All records should be reproduced verbatim.

[Stored data]

>>>>>

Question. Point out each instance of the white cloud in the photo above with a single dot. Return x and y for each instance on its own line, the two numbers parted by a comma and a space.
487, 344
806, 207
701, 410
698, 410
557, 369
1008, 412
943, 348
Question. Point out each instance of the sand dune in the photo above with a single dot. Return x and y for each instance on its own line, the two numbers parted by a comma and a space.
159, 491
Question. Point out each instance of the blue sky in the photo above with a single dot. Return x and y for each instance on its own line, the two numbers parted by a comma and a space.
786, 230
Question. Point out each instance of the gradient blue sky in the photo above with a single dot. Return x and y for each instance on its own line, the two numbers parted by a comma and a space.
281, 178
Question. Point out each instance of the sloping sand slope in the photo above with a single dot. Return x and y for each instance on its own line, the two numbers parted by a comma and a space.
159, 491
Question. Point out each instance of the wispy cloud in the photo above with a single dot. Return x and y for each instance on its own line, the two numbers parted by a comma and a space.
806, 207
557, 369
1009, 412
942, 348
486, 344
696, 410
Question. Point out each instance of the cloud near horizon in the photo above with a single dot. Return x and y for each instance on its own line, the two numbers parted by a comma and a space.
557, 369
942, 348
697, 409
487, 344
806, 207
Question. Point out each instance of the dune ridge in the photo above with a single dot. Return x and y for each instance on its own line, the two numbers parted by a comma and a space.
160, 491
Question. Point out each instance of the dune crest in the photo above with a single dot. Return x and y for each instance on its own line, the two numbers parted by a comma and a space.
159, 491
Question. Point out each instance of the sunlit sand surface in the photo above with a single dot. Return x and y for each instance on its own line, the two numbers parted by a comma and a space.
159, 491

<<<<<

**Result**
Question. Point out each instance of the white cloud in the photo above with a single dot. Return x and y for each instance on its own line, the two numbers parted by a comma and a space.
487, 344
806, 207
701, 410
698, 410
557, 369
1008, 412
943, 348
Question. Point out each instance of the sand dune in the photo above with a single dot. Return x and y for each instance on its own line, the two numbers parted by a comma and a space.
159, 491
Question. Point out each instance of the blue sky in the photo above with a single dot. Return x and y for each instance on its own line, the two numbers parted by a comma and a space.
786, 230
Question. Point out each instance of the gradient blue sky in the photo above with a single dot. Return x and y for each instance on its own line, the two numbers parted by a comma and a space.
281, 178
Question. Point out each instance of the sloping sand slope in the photo above with a single dot. Return x and y for each instance on its own line, the two numbers parted by a comma and a space.
159, 491
Question. Point out each instance of the wispy cloud in the photo above with a single dot. Return x and y for each instance on its own line, the two numbers parted by a comma and a space.
806, 207
557, 369
1009, 412
942, 348
486, 344
696, 410
Question. Point out each instance of the cloud near horizon in the photo above with a single dot. Return x and y for each instance on its own line, the two numbers parted by a comma and a space.
557, 369
942, 348
697, 409
487, 344
806, 207
Question. Point out each instance of the dune ridge in the photo above with a single dot. Return x and y for each instance on its own line, the two numbers parted by a comma and a space.
160, 491
Question. Point out each instance of the dune crest in the photo above with a single dot. Return x and y for each instance on its own line, the two numbers parted by a comma and a space.
159, 491
Question. Point out each instance of the sunlit sand surface in the photo above with a single dot. Return x and y for each instance on its own line, the two numbers parted by a comma and a space.
159, 491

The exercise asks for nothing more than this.